The FFT Strikes Back: An Efficient Alternative to Self-Attention

High-level idea and intuition

  • Core mechanism: take the token embeddings, apply an FFT along the sequence (token) dimension, multiply by a learned, input-dependent complex filter (via an MLP + bias), apply a complex activation (e.g. modReLU), then inverse FFT back.
  • This effectively performs a global convolution over the sequence by using the convolution theorem: convolutions in “token space” become elementwise multiplications in “frequency space.”
  • Several commenters find the mechanism conceptually elegant and simpler than many attention variants, even if the math looks intimidating.

Relation to self-attention and other architectures

  • It is not strictly equivalent to self-attention; it trades off exact pairwise interactions for a global spectral mixing that may capture many of the same long-range relationships.
  • Viewed as another “token mixer,” akin to convolutions or Fourier Neural Operators, rather than a drop-in conceptual match for attention.
  • Comparisons drawn to FNet (fixed Fourier mixing) and Hyena / Fourier Neural Operators, with this work adding data-dependent, learnable spectral filters and nonlinearities in the complex domain.
  • Some discussion of Mamba: different paradigm (state-space / recurrent-like) with O(n) training, serving different use cases.

Complexity, efficiency, and hardware considerations

  • FFT-based mixing gives O(n log n) time vs O(n²) for standard attention, at least in theory; FlashAttention only improves memory (O(n²) → O(n)), not time.
  • Real-world efficiency depends heavily on hardware: matrix multiplication is extremely optimized on TPUs/GPUs, while FFT support can be weaker; prior FNet results showed FFT slower than matmul on TPUs for shorter sequences.
  • Complex numbers are handled as pairs of real tensors on GPUs; numerical stability is generally considered acceptable (FFT is unitary).

→ **Brief 1**
In the summary of the FFT alternative to self-attention, what time complexity does FFT-based mixing achieve in theory?
→ **Brief 2**
Extend the summary of the FFT alternative to self-attention from its final bullet point, keeping its format and tone.

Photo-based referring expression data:
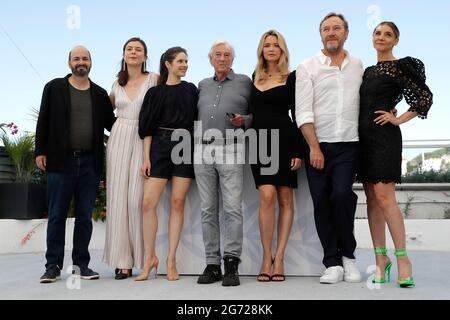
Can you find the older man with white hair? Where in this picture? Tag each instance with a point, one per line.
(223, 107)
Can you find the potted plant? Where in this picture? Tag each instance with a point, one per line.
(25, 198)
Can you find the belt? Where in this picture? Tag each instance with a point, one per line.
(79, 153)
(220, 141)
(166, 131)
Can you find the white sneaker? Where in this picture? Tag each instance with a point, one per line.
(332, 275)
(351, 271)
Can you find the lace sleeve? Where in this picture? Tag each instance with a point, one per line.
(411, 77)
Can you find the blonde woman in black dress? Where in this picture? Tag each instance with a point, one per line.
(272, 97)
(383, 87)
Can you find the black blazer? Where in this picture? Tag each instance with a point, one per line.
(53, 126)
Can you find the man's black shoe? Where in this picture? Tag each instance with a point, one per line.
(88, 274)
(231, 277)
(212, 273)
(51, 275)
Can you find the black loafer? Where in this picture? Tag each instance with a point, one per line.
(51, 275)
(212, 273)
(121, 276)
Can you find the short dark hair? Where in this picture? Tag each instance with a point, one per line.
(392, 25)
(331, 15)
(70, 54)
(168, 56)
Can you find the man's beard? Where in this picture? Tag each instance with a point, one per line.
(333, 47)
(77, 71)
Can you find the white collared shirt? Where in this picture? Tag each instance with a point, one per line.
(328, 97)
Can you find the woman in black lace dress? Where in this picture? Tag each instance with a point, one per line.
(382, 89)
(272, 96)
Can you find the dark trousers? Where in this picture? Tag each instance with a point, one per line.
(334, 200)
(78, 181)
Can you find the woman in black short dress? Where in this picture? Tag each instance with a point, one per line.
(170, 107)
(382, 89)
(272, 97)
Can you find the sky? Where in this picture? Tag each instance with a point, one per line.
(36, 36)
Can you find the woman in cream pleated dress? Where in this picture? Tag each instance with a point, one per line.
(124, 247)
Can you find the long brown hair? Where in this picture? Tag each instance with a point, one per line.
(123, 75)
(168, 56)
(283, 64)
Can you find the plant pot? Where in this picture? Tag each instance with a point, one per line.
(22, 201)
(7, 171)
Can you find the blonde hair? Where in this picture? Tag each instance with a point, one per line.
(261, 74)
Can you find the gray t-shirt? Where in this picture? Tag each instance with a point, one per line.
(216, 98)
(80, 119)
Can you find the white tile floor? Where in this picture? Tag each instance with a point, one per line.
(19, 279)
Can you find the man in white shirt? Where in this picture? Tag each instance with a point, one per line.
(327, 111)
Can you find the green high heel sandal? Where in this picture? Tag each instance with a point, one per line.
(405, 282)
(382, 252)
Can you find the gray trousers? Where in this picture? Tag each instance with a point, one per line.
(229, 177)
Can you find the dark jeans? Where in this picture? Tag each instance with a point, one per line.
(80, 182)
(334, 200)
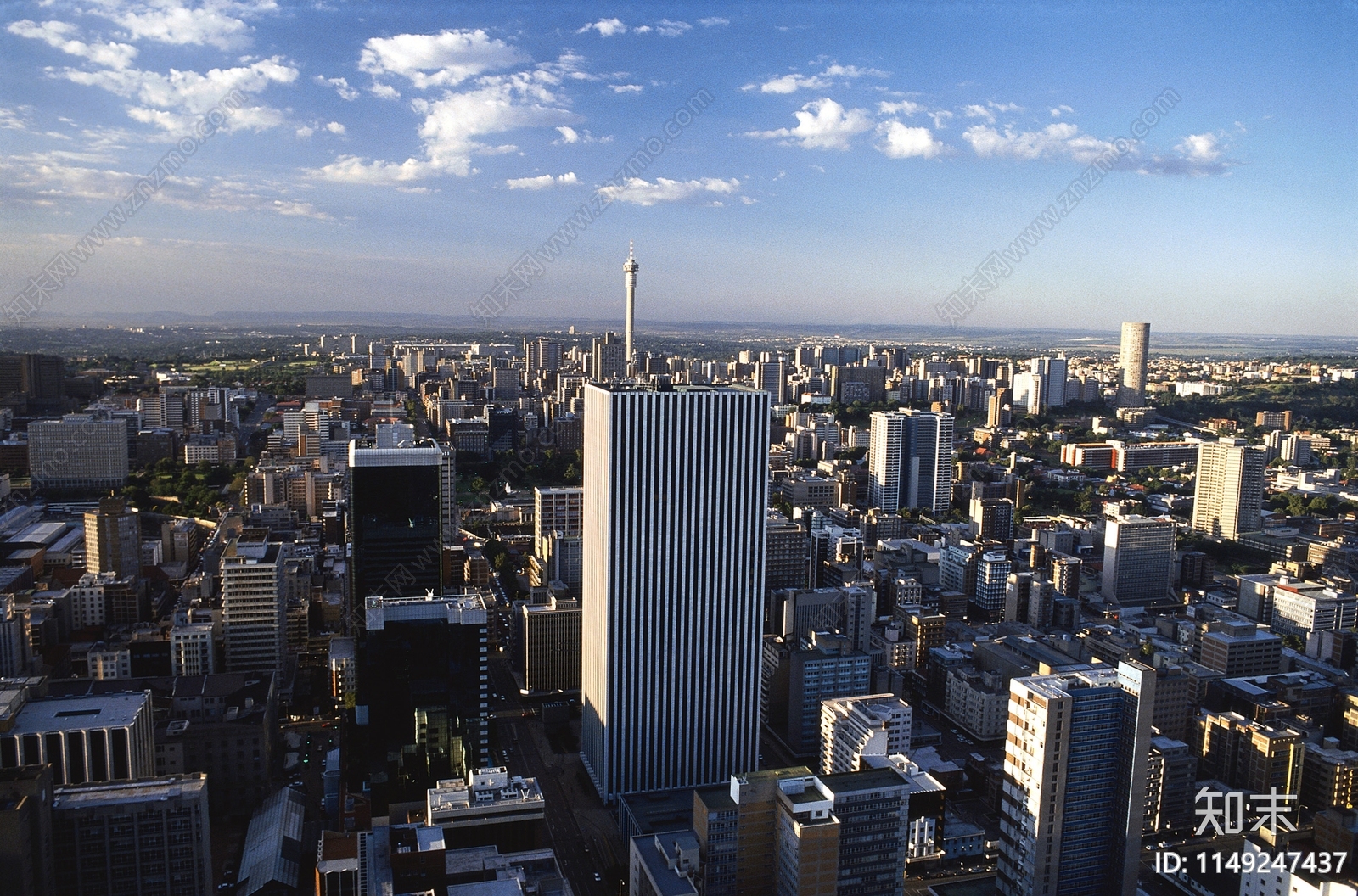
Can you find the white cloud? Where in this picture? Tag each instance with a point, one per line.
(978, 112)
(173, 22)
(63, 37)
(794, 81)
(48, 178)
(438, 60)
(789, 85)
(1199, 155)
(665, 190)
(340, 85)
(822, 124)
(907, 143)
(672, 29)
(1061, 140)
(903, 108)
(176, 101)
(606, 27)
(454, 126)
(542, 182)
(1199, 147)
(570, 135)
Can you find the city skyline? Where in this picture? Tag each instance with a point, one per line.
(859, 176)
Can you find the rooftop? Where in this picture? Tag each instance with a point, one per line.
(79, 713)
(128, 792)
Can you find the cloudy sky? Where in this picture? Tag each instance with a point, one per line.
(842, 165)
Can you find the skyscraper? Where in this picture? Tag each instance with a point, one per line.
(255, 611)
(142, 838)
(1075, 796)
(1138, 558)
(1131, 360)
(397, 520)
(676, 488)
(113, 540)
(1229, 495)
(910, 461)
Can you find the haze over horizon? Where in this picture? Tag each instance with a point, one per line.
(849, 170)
* * *
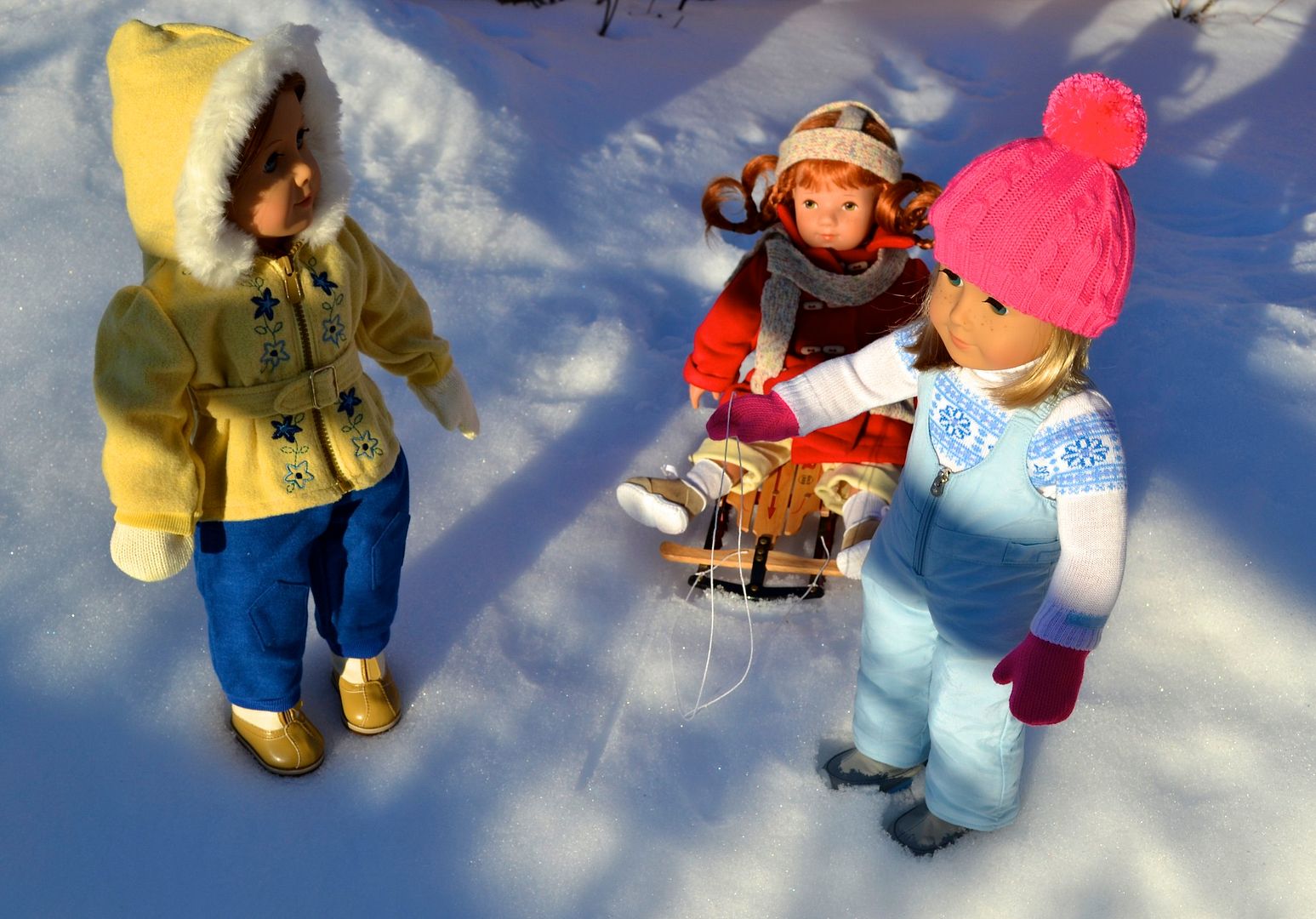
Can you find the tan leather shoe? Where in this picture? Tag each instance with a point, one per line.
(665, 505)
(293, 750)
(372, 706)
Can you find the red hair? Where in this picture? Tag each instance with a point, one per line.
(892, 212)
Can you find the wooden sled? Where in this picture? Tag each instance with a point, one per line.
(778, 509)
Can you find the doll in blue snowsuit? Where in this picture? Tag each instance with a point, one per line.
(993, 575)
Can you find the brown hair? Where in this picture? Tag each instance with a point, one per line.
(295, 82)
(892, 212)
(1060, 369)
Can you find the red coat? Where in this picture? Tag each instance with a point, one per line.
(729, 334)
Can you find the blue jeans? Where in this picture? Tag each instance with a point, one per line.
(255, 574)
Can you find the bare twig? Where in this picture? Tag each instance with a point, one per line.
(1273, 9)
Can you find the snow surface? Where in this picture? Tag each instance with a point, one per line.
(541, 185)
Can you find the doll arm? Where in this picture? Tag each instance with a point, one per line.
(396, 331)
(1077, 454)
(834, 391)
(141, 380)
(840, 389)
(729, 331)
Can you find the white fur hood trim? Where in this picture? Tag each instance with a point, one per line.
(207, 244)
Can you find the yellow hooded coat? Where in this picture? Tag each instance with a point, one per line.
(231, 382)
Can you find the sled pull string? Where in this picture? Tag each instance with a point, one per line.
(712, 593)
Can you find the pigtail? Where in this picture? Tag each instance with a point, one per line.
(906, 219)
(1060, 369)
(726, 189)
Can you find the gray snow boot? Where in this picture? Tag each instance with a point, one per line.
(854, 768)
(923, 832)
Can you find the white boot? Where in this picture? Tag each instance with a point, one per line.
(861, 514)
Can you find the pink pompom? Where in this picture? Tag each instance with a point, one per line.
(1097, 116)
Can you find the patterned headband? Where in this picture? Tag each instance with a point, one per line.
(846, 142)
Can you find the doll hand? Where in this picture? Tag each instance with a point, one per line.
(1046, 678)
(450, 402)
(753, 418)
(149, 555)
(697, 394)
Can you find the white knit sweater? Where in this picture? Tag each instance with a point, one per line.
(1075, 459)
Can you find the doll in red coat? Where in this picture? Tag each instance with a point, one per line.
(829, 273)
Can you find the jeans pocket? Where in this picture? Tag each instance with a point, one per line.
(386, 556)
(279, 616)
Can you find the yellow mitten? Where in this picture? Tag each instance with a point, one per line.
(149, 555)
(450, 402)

→ **Task answer 1**
O(n log n), compared with O(n²) for standard attention.

→ **Task answer 2**
Questions, skepticism, and benchmarks

  • Concerns about how to handle causal masking and positional information in the frequency domain; details are unclear or absent to some readers.
  • For language, several are skeptical: text isn’t obviously “periodic,” and smoothing via spectral mixing might miss sharp, discrete effects (like a single “not” flipping meaning).
  • Reported results beat the authors’ own baselines on LRA but are far from current SOTA (e.g. S5), raising suspicions of weak baselines / “sandbagging.”

Prior work and literature recycling

  • Multiple comments note substantial prior art: FNet, Hyena, adaptive Fourier neural operators, FFT-based token mixers, etc.
  • Some frustration that similar ideas from years ago are being rediscovered without thorough literature integration, though others see value in revisiting older ideas with modern baselines and tooling.

Broader perspectives and open questions

  • Interest in variants: wavelets, learned transforms, finite-group Fourier transforms, or Walsh–Hadamard transforms.
  • Speculation that FFT-based mixers could enable ultra-long contexts if they integrate cleanly with existing inference engines and masking schemes.
  • Overall: enthusiasm for the elegance and potential scaling benefits, tempered by doubts about practical gains for large LLMs and incomplete empirical comparisons.